JP title: シグマハーモニクス
What happens when you cross a JRPG with an Ace Attorney-esque visual novel / deduction simulator? They give birth to a baby called Sigma Harmonics.
And while that sounds fantastic on paper, it’s unfortunately not that amazing in practice. Which is a shame.
Sigma Harmonics was a game released back in 2008 for the Nintendo DS — it was a title that instantly grabbed my attention with its unique visuals and interesting setting, accompanied by a surprisingly good soundtrack composed by Masashi Hamauzu of Final Fantasy 10 and 13 fame. (seriously, just listen to this or this). Hamauzu’s tunes really set the initial mood of the title and got me immersed and ready to plunge into a mystery-solving, time traveling adventure.
The game stars Kurogami Sigma (voiced by Ono Daisuke), young member of the Kurogami family, a bloodline of magic-users (well, people that possess special powers, to be more specific) that protect the world from demonic beings known as ouma. In fact, they even have a so-called Large Clock at the center of their family mansion that is used to imprison ouma and keep them from causing harm to the world. Sigma is accompanied by Tsukiyomi Neon (voiced by Hirano Aya), a girl who actually has the power to fight ouma face-to-face by using her magical cards and a skill called 神降ろし (kamioroshi) — a kamioroshi basically allows a divine spirit to take over the body of Neon, who then gains special powers and even changes her appearance and personality based on the spirit being channeled.

◆ Aim 1
According to the Sigma Harmonics review, who composed the game's soundtrack?
◆ Aim 2
From the Sigma Harmonics review, reproduce the passage from "The game stars" up to and including "spirit being channeled.".

◆ Dataset records
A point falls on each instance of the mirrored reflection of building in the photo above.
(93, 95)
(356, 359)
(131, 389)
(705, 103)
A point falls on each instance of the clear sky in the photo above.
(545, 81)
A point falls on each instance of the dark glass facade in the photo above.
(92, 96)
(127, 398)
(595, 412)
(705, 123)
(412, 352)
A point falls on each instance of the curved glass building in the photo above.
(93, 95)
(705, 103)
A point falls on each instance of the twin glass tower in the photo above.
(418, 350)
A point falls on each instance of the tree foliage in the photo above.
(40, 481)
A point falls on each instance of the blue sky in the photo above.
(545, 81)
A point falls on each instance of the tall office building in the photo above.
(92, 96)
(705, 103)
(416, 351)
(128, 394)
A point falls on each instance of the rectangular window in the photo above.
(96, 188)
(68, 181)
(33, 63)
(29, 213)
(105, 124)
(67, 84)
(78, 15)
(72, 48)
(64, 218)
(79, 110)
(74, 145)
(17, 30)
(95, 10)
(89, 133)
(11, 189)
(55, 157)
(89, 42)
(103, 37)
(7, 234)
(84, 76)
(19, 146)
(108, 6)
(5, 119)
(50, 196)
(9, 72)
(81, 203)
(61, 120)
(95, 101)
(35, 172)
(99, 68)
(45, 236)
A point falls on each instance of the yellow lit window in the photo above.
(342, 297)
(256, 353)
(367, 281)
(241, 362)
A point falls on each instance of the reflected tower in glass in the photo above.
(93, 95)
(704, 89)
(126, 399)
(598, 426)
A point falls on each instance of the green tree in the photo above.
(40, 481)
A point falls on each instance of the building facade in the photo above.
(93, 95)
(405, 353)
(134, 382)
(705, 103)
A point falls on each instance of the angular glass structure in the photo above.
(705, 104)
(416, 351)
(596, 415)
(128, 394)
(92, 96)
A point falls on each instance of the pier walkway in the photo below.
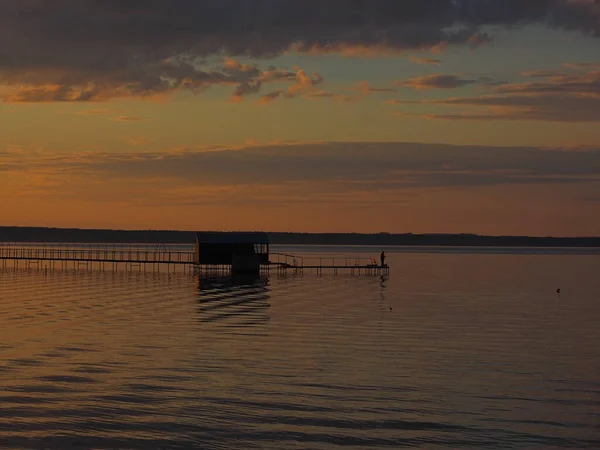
(172, 258)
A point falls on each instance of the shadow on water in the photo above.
(238, 301)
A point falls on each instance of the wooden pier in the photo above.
(174, 258)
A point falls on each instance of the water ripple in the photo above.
(453, 350)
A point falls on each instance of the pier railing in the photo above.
(97, 253)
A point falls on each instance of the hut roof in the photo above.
(211, 237)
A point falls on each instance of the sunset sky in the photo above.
(475, 116)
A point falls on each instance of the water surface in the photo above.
(454, 349)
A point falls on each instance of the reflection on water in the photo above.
(450, 350)
(238, 301)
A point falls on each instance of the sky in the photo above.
(422, 116)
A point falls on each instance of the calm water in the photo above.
(455, 349)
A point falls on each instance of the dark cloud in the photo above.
(363, 166)
(418, 60)
(437, 82)
(96, 49)
(556, 97)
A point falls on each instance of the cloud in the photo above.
(271, 96)
(366, 88)
(580, 84)
(585, 66)
(344, 165)
(553, 97)
(95, 112)
(436, 82)
(542, 73)
(127, 119)
(84, 50)
(550, 108)
(417, 60)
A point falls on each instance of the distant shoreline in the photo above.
(41, 235)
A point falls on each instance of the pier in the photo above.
(172, 258)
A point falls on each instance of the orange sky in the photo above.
(476, 129)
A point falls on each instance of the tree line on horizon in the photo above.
(75, 235)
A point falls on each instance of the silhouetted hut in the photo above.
(244, 252)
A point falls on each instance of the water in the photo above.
(456, 349)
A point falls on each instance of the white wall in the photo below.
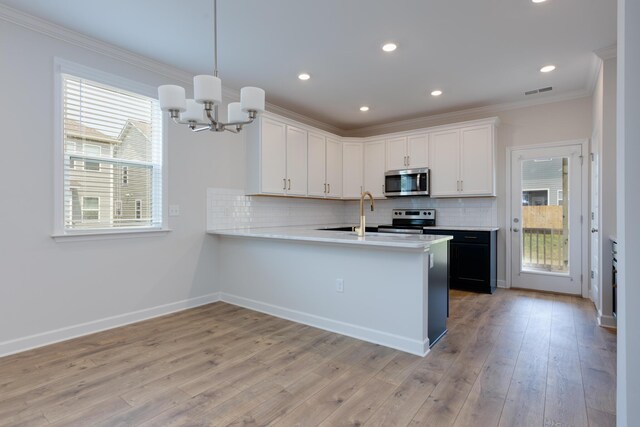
(46, 285)
(604, 146)
(628, 179)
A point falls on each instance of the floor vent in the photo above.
(533, 92)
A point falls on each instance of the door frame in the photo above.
(584, 207)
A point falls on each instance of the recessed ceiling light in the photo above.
(389, 47)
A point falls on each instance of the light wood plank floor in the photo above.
(514, 358)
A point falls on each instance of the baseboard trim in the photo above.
(607, 321)
(63, 334)
(419, 348)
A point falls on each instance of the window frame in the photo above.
(83, 209)
(60, 233)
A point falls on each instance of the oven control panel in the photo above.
(414, 214)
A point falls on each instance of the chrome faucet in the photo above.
(360, 230)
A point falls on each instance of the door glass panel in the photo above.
(545, 215)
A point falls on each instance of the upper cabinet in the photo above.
(374, 167)
(334, 168)
(277, 155)
(408, 152)
(463, 161)
(324, 166)
(290, 159)
(352, 170)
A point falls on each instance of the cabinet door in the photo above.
(316, 166)
(296, 161)
(374, 167)
(352, 171)
(396, 153)
(476, 161)
(334, 168)
(445, 163)
(418, 151)
(273, 153)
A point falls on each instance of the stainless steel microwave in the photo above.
(406, 182)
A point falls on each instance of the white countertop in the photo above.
(461, 228)
(310, 233)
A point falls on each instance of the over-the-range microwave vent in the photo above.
(541, 90)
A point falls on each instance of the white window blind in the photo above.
(112, 144)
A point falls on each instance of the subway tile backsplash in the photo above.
(231, 208)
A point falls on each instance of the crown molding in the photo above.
(427, 121)
(607, 52)
(305, 119)
(64, 34)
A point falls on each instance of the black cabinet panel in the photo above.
(472, 259)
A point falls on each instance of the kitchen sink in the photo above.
(366, 229)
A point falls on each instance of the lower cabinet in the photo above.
(472, 259)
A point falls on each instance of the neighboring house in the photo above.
(104, 184)
(542, 183)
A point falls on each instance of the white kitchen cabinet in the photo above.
(273, 157)
(374, 167)
(463, 162)
(296, 161)
(408, 152)
(418, 151)
(316, 166)
(397, 153)
(324, 166)
(334, 168)
(352, 170)
(277, 158)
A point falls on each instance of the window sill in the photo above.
(80, 236)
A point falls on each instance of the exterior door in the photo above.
(546, 203)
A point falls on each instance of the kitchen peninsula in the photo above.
(386, 289)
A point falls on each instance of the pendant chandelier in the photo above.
(201, 113)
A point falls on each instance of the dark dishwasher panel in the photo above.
(472, 259)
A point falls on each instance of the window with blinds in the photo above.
(112, 142)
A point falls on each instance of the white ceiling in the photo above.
(479, 52)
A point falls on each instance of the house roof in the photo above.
(143, 127)
(75, 129)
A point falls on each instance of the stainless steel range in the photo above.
(409, 221)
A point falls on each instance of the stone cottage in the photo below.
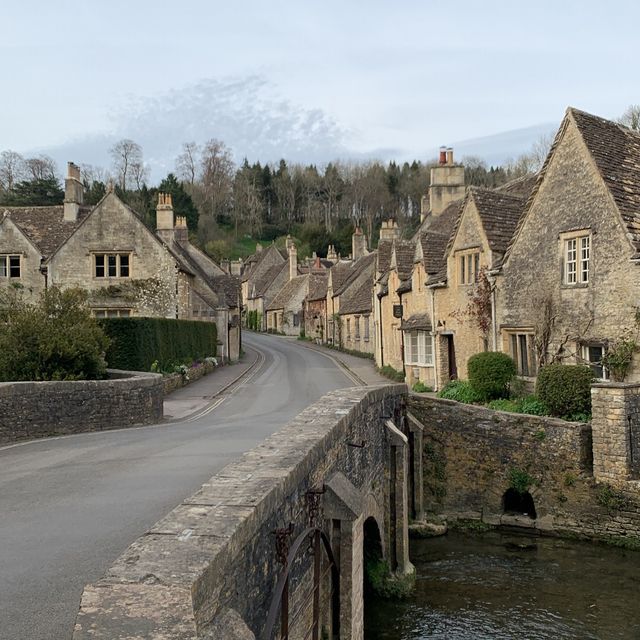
(126, 268)
(568, 286)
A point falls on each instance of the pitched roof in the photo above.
(616, 152)
(290, 290)
(499, 213)
(45, 226)
(521, 187)
(417, 321)
(318, 285)
(615, 149)
(357, 296)
(355, 269)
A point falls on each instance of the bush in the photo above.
(490, 374)
(389, 372)
(565, 389)
(136, 343)
(53, 339)
(461, 391)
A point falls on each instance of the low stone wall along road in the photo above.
(70, 506)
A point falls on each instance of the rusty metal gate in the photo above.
(315, 541)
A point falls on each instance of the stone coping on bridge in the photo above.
(172, 583)
(40, 409)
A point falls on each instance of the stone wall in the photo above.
(40, 409)
(214, 559)
(473, 455)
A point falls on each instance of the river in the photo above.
(502, 586)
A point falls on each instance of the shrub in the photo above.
(490, 373)
(138, 344)
(389, 372)
(565, 389)
(461, 391)
(53, 339)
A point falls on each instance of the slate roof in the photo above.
(318, 286)
(417, 321)
(521, 187)
(290, 290)
(615, 149)
(45, 226)
(499, 213)
(355, 269)
(616, 152)
(357, 297)
(264, 281)
(229, 287)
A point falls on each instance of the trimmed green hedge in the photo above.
(566, 390)
(490, 373)
(136, 343)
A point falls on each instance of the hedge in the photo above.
(136, 343)
(565, 389)
(490, 373)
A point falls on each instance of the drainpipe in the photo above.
(380, 323)
(433, 331)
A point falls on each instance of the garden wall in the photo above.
(474, 455)
(40, 409)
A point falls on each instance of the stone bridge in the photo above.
(275, 544)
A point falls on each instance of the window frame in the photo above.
(577, 259)
(10, 265)
(113, 264)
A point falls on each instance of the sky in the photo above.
(308, 81)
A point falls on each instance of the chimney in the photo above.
(181, 233)
(389, 230)
(293, 261)
(447, 183)
(358, 244)
(164, 217)
(73, 193)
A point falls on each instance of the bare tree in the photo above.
(631, 117)
(126, 155)
(187, 162)
(216, 176)
(12, 169)
(41, 168)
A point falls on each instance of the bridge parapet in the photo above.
(210, 567)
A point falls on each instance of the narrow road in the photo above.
(69, 506)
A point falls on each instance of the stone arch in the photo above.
(514, 502)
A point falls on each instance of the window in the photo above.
(522, 350)
(111, 265)
(111, 313)
(9, 266)
(592, 355)
(418, 348)
(577, 254)
(469, 267)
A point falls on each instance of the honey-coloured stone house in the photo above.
(126, 268)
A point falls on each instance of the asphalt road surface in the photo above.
(70, 506)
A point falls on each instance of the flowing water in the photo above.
(499, 586)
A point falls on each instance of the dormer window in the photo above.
(111, 265)
(9, 266)
(576, 258)
(468, 267)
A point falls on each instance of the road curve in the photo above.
(69, 506)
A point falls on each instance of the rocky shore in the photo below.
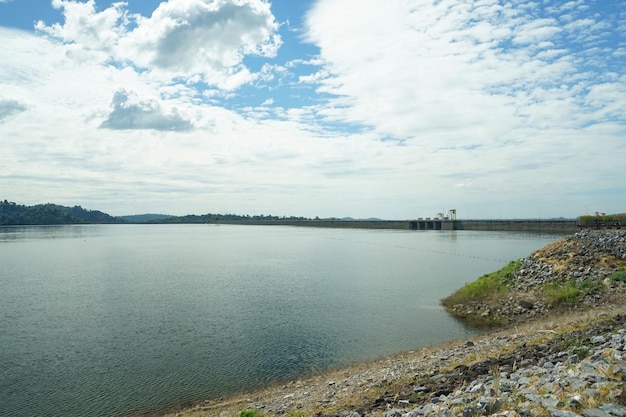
(546, 361)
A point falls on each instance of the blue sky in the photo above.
(362, 108)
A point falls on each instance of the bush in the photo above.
(559, 293)
(250, 413)
(485, 287)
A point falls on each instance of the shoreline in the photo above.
(335, 391)
(535, 334)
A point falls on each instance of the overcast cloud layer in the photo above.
(362, 108)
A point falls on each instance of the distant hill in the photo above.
(12, 214)
(144, 218)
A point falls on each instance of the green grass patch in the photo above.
(559, 293)
(250, 413)
(485, 287)
(562, 292)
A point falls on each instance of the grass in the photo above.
(249, 413)
(564, 292)
(487, 287)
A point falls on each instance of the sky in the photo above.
(393, 109)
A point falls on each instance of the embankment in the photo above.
(560, 362)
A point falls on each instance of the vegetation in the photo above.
(602, 220)
(558, 293)
(212, 218)
(488, 286)
(250, 413)
(16, 214)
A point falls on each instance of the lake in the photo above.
(113, 320)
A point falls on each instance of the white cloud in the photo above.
(9, 108)
(182, 38)
(136, 114)
(466, 104)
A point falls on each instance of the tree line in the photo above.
(12, 214)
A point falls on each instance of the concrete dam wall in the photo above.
(564, 226)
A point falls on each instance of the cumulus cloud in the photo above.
(131, 113)
(182, 38)
(9, 108)
(460, 67)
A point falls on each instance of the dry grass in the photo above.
(311, 393)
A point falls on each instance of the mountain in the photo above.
(144, 218)
(12, 214)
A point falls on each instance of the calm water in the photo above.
(125, 319)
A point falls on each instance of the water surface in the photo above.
(111, 320)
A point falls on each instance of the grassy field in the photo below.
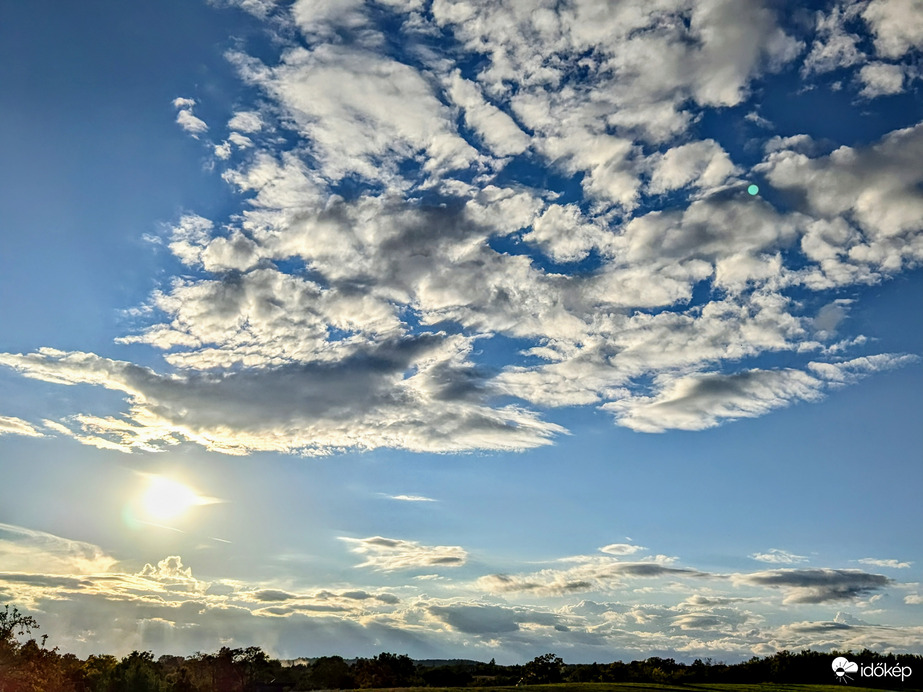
(642, 686)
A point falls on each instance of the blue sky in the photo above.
(450, 328)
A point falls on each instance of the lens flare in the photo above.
(166, 498)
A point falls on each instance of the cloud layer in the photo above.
(529, 182)
(87, 602)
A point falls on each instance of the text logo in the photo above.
(841, 667)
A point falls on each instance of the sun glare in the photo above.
(166, 498)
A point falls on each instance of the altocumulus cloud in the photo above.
(389, 554)
(373, 339)
(89, 602)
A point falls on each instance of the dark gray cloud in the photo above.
(819, 585)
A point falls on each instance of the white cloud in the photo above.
(877, 562)
(246, 121)
(834, 45)
(621, 549)
(10, 425)
(867, 204)
(186, 119)
(308, 408)
(372, 340)
(390, 554)
(704, 164)
(363, 112)
(498, 130)
(411, 498)
(698, 402)
(21, 549)
(897, 26)
(779, 557)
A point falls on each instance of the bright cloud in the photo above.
(10, 425)
(389, 554)
(376, 343)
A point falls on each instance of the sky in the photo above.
(463, 329)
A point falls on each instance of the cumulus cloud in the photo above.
(779, 557)
(891, 563)
(86, 602)
(308, 408)
(390, 554)
(411, 209)
(186, 119)
(896, 25)
(834, 45)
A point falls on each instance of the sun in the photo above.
(166, 498)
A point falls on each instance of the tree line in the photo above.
(30, 666)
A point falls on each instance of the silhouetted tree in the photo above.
(543, 670)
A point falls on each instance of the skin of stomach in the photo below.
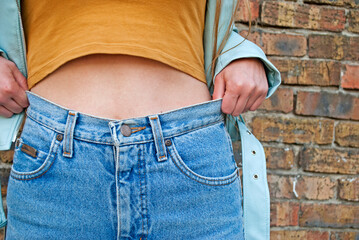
(119, 86)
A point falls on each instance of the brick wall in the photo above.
(310, 126)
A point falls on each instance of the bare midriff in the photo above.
(120, 86)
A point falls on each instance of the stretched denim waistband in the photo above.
(133, 130)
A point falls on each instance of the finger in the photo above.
(257, 103)
(240, 105)
(13, 106)
(19, 78)
(219, 87)
(20, 98)
(18, 92)
(251, 100)
(5, 113)
(229, 102)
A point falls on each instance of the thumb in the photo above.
(219, 87)
(20, 79)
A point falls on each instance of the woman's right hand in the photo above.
(13, 84)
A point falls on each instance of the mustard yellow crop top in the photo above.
(164, 30)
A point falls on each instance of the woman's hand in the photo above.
(242, 85)
(13, 84)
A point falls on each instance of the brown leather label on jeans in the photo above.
(28, 150)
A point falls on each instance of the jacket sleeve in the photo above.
(247, 49)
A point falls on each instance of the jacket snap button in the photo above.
(126, 130)
(168, 142)
(59, 137)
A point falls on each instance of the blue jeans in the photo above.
(166, 176)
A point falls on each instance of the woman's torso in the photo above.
(120, 86)
(166, 37)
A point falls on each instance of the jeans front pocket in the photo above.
(35, 151)
(205, 155)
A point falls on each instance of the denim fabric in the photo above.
(166, 176)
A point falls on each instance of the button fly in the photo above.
(126, 130)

◆ Solution 1
Masashi Hamauzu

◆ Solution 2
The game stars Kurogami Sigma (voiced by Ono Daisuke), young member of the Kurogami family, a bloodline of magic-users (well, people that possess special powers, to be more specific) that protect the world from demonic beings known as ouma. In fact, they even have a so-called Large Clock at the center of their family mansion that is used to imprison ouma and keep them from causing harm to the world. Sigma is accompanied by Tsukiyomi Neon (voiced by Hirano Aya), a girl who actually has the power to fight ouma face-to-face by using her magical cards and a skill called 神降ろし (kamioroshi) — a kamioroshi basically allows a divine spirit to take over the body of Neon, who then gains special powers and even changes her appearance and personality based on the spirit being channeled.